• [Recorded data]

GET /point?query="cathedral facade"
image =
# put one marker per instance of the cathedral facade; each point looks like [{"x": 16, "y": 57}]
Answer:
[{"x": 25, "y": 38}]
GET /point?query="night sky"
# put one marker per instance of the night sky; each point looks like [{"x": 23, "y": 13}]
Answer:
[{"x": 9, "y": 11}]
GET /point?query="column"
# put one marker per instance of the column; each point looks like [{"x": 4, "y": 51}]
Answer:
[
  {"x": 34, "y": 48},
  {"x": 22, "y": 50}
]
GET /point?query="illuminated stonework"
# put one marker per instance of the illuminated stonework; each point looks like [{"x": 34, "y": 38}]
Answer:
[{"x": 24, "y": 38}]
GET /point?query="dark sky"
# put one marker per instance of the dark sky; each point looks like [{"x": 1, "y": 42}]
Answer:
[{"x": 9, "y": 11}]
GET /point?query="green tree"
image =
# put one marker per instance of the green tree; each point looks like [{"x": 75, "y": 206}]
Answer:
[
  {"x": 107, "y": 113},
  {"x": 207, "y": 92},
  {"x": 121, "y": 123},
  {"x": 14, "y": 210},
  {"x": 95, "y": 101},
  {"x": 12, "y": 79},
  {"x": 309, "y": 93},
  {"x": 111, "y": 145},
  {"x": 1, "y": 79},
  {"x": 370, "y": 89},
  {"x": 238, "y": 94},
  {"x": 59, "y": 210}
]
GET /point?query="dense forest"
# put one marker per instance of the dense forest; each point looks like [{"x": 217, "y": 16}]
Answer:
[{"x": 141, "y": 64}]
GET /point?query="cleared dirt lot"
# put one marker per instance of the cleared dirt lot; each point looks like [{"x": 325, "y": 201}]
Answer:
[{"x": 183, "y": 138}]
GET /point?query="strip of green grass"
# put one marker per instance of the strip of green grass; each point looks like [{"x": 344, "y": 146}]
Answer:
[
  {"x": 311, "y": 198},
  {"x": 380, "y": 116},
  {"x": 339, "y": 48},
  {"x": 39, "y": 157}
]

• [Your goal]
Reproduce all data above, unchanged.

• [Exercise response]
GET /point?query="cathedral facade"
image =
# put one marker per instance of the cathedral facade; each point looks like [{"x": 16, "y": 57}]
Answer:
[{"x": 25, "y": 38}]
GET /point?query="night sky"
# put one marker per instance of the night sky; each point looks like [{"x": 23, "y": 13}]
Answer:
[{"x": 9, "y": 11}]
GET /point?query="column"
# put one marker per instance of the column; each point looks like [{"x": 4, "y": 51}]
Answer:
[
  {"x": 34, "y": 48},
  {"x": 22, "y": 50}
]
GET /point?query="illuminated stonework"
# put one marker per instance of the illuminated stonework; each point looks like [{"x": 34, "y": 38}]
Answer:
[{"x": 24, "y": 38}]
GET /point?query="dark sky"
# put one marker per instance of the dark sky; each point looks like [{"x": 1, "y": 42}]
Answer:
[{"x": 9, "y": 11}]
GET /point?query="green tree"
image =
# put one marker per instance of the green tree; each point looks like [{"x": 75, "y": 206}]
Answer:
[
  {"x": 107, "y": 113},
  {"x": 207, "y": 92},
  {"x": 121, "y": 123},
  {"x": 14, "y": 210},
  {"x": 95, "y": 101},
  {"x": 12, "y": 79},
  {"x": 309, "y": 93},
  {"x": 111, "y": 145},
  {"x": 1, "y": 79},
  {"x": 370, "y": 89},
  {"x": 238, "y": 94},
  {"x": 59, "y": 210}
]
GET /point?query="dense forest"
# put one marker per instance of the dense forest; each point looks like [{"x": 217, "y": 16}]
Answer:
[{"x": 141, "y": 64}]
GET /point?query="cleared dirt lot"
# put one marker per instance of the cleared dirt lot; each point looks like [{"x": 325, "y": 201}]
Answer:
[{"x": 183, "y": 138}]
GET /point?query="strip of green grass"
# put one marker per instance of the strip of green grass; each point looks like [{"x": 344, "y": 146}]
Answer:
[
  {"x": 311, "y": 198},
  {"x": 380, "y": 116},
  {"x": 339, "y": 48},
  {"x": 39, "y": 157}
]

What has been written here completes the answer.